◆ **What is being asked**:
Extract every line of the rows below that contains the word "Please", and copy each of those lines whole.

◆ **Raw records**:
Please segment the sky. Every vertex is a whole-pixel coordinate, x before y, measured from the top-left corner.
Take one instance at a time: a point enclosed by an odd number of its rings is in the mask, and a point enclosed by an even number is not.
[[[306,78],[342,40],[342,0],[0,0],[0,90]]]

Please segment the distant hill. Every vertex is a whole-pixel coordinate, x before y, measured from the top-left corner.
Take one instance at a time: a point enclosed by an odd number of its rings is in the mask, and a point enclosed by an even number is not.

==

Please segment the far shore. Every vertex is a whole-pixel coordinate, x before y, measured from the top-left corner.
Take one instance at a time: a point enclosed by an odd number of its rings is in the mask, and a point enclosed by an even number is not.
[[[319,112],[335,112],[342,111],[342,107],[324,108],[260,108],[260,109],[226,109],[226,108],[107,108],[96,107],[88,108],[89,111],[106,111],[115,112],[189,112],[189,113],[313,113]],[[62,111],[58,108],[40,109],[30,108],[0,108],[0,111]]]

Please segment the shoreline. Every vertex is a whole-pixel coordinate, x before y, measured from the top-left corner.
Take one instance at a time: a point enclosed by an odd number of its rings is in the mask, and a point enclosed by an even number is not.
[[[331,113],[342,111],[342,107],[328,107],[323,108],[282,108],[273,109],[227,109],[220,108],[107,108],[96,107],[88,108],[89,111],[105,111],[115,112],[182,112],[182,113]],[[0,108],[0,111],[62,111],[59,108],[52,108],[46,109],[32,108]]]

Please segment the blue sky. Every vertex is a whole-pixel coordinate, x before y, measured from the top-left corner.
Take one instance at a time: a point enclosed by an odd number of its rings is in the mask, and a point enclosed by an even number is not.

◆ **Written response**:
Please segment the sky. Every vertex is a whole-pixel coordinate, x before y, measured from the top-left corner.
Please segment the distant hill. Every vertex is a whole-pixel coordinate, x before y, measured from the top-left corner.
Please segment the far shore. Every vertex is a whole-pixel coordinate, x before y, measured from the top-left corner.
Please segment the shoreline. Every vertex is a whole-pixel coordinate, x before y, measured from the top-left corner.
Please segment the blue sky. Every vertex is a whole-pixel coordinate, x before y, measured from the top-left corner.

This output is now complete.